--- begin DOCUMENT SEGMENT ---

While returning home from their hunting expedition, with a trunk full of poached elk meat, the group attracted the unwanted attention of two game wardens, Dwight King and Boyd Bennion. The wardens flashed their lights and stopped the party on suspicion of poaching.

Before the car slid to a stop, Durand bolted from the cab. Armed with a buck knife and hunting rifle, he disappeared into the darkness. Durand’s defiant act would set into motion one of the most daring and deadly crime sprees to ever captivate the nation.

Earl Durand was born in 1913 to Walter (a respected farmer) and Effie Durand (a church going housewife). An avid outdoorsman and hunter, Earl spent his days in Wyoming’s northern mountain range near the small town of Powell. He was a throwback to a time when wild frontiersmen, like Jim Bridger and James Beckwourth, ruled the West.

Skilled in the old crafts and ways of the mountain trappers, Durand skinned and tanned hides with ease and was highly adept with any myriad of weapons. A true woodsman, Durand made his own law. Unwilling to give in to a rapidly changing world that abandoned the ways of the past, Durand fought an inevitable future that eventually sent death crashing down upon his head.

--- end DOCUMENT SEGMENT ---
--- begin RECORDED DATA ---

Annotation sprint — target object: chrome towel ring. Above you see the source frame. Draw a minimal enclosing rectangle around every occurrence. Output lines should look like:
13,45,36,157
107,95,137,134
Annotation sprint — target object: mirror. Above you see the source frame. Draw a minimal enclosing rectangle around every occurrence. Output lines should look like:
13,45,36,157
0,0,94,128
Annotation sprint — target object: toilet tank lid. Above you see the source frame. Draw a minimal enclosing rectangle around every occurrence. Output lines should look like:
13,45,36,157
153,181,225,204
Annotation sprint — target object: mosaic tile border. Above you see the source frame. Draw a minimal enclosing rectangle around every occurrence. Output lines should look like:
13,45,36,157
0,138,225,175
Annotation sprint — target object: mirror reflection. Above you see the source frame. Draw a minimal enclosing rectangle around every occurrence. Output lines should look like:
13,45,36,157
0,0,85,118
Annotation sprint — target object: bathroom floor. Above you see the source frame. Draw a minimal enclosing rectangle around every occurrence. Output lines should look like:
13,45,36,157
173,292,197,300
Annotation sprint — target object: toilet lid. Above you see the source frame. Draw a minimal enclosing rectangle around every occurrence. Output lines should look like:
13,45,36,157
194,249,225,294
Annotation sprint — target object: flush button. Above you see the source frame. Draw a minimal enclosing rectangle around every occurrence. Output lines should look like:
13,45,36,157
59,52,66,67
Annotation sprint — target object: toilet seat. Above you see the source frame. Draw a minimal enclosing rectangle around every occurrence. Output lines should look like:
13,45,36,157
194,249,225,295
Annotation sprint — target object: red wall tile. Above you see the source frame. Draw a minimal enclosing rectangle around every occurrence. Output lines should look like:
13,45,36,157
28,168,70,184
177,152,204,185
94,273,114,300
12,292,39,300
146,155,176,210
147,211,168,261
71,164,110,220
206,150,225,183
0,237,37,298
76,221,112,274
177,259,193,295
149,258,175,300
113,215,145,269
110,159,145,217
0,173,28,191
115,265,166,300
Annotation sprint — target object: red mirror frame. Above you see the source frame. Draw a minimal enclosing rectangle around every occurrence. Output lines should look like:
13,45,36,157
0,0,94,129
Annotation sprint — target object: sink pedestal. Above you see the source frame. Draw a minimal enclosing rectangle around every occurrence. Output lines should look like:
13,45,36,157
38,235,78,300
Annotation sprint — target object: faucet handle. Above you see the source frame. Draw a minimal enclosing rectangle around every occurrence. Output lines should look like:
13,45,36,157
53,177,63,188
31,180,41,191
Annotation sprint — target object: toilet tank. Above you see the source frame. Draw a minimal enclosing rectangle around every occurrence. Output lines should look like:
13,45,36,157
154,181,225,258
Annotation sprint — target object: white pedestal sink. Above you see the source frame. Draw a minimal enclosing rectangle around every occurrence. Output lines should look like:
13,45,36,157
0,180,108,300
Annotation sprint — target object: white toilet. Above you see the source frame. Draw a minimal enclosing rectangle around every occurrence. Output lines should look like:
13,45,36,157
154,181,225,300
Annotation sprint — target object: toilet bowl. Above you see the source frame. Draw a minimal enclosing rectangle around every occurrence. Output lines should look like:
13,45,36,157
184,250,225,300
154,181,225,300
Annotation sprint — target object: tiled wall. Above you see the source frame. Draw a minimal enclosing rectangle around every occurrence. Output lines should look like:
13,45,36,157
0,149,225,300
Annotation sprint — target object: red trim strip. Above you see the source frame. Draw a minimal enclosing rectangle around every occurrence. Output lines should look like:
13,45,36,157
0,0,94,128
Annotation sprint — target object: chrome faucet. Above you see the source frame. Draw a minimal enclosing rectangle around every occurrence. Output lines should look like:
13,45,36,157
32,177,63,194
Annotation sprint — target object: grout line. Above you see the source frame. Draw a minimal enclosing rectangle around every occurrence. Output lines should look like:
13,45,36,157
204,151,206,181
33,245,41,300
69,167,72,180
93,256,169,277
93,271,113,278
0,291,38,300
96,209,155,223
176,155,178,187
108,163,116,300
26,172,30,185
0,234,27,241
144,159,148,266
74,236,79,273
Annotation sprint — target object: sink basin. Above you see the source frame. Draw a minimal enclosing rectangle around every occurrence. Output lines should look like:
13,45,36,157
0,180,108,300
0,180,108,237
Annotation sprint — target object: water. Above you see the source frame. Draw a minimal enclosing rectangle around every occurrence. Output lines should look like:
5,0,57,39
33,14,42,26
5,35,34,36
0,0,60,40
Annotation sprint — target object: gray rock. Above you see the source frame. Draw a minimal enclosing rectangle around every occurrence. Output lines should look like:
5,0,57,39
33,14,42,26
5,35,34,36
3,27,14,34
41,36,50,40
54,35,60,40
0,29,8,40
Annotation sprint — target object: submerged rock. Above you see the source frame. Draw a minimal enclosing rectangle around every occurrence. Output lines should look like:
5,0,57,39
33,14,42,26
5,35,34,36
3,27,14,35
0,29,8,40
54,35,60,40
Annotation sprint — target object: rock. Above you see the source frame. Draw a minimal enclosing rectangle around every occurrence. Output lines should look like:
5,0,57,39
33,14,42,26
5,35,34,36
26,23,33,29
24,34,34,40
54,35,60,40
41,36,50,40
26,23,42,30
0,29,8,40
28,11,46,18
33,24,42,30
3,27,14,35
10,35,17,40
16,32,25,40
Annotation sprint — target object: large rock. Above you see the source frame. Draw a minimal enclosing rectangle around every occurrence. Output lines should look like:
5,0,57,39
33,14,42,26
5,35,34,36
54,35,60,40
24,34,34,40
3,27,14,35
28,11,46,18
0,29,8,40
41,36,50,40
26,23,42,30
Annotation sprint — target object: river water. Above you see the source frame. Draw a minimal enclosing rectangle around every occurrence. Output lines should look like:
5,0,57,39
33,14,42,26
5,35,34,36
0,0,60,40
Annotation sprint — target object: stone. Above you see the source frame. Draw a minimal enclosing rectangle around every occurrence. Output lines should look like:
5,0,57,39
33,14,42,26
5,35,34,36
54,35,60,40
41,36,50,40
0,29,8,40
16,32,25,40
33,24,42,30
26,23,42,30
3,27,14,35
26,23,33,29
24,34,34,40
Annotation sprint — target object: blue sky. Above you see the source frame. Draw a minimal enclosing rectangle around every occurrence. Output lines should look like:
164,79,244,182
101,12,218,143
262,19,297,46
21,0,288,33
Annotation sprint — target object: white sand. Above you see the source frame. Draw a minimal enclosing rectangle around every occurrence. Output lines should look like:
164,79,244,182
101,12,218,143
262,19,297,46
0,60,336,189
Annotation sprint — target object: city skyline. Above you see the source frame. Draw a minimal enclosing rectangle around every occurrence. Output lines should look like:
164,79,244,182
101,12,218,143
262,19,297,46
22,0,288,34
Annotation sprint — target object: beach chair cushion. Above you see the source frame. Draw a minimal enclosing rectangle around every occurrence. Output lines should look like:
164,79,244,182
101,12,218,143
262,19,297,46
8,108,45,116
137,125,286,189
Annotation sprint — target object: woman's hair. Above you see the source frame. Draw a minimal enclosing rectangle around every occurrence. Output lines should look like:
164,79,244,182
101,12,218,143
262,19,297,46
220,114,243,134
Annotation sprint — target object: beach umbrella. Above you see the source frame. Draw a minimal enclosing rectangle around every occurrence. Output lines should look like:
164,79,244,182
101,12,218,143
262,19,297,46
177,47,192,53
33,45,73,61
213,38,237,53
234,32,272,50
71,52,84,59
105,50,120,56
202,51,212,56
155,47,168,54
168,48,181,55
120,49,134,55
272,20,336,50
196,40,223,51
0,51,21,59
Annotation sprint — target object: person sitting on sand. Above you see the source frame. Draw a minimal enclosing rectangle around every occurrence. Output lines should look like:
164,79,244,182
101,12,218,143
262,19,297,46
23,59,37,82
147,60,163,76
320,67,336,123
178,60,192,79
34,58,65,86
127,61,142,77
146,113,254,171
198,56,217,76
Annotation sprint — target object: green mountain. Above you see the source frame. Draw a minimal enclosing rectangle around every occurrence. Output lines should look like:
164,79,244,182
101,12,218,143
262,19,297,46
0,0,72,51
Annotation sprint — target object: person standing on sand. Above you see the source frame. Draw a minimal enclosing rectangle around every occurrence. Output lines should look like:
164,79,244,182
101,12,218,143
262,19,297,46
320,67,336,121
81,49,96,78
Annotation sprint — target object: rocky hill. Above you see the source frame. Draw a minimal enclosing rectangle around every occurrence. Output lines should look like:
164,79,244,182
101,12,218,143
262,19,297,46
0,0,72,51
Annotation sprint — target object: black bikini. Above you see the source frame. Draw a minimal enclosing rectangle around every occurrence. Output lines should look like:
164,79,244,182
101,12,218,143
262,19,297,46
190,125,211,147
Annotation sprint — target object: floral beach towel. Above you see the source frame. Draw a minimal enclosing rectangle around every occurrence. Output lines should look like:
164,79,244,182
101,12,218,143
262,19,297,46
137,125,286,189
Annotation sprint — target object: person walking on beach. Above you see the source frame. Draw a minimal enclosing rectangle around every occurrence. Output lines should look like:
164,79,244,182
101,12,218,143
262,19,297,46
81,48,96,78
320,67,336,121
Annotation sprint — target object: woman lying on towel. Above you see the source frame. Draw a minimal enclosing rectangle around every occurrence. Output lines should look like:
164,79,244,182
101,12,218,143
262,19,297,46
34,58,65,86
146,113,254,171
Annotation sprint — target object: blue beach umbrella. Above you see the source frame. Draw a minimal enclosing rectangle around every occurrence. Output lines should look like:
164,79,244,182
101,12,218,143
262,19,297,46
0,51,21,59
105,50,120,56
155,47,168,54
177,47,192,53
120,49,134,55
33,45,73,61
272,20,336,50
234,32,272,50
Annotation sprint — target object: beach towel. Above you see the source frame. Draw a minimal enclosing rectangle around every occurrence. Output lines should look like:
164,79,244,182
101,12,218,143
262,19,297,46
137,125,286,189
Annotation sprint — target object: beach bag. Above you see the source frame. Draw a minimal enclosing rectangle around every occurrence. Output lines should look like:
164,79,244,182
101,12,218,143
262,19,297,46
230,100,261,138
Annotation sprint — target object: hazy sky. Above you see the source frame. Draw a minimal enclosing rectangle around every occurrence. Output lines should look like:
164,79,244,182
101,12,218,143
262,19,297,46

--- end RECORDED DATA ---

TO DO:
Write the next part of the Earl Durand account, starting right after its last sentence.

ANSWER TO THIS EXERCISE:
While on the lam from the law, Durand added to his criminal charges of poaching and resisting arrest by killing and butchering a rancher’s calf, devouring the raw tenderloin. The incident caused the national media, after getting wind of the story, to brand Durand a “raw meat-eating fugitive.” 

Law enforcement officers quickly organized an informal posse and followed Durand’s trail, eventually capturing the elusive outlaw on nearby Rattlesnake Mountain.

Durand was brought before a judge who immediately imposed a sentence of 60 days in jail upon him and levied a fine for the poaching of the elk. While in jail and awaiting sentencing for the theft of the calf, Durand escaped by assaulting Deputy Noah Riley with a milk bottle taken from his dinner tray. Durand then forced Riley to drive him to his family farm in nearby Powell. 

Word quickly spread of the daring escape and Town Marshal Chuck Lewis and Undersheriff D.M. Baker were dispatched to bring the depression era desperado to justice.

Unfortunately for the lawmen, Durand would not be taken without a fight. With rifle at the ready, Durand shot and killed the two officers in the driveway of his parent’s home. He stole another rifle from a neighbor and headed for the sanctuary of the surrounding wilderness.

Holed up for six days, his whereabouts would remain largely unknown. That soon changed however, when Wyoming Sheriff Frank Blackburn returned from vacation and took control of a determined posse of sharp shooters, trained trackers and law officers. 

 Before the posse set out to track Durand Sheriff Blackburn warned them saying, “Caution is the word, men. Durand has killed before. Nothing will stop him from killing now.”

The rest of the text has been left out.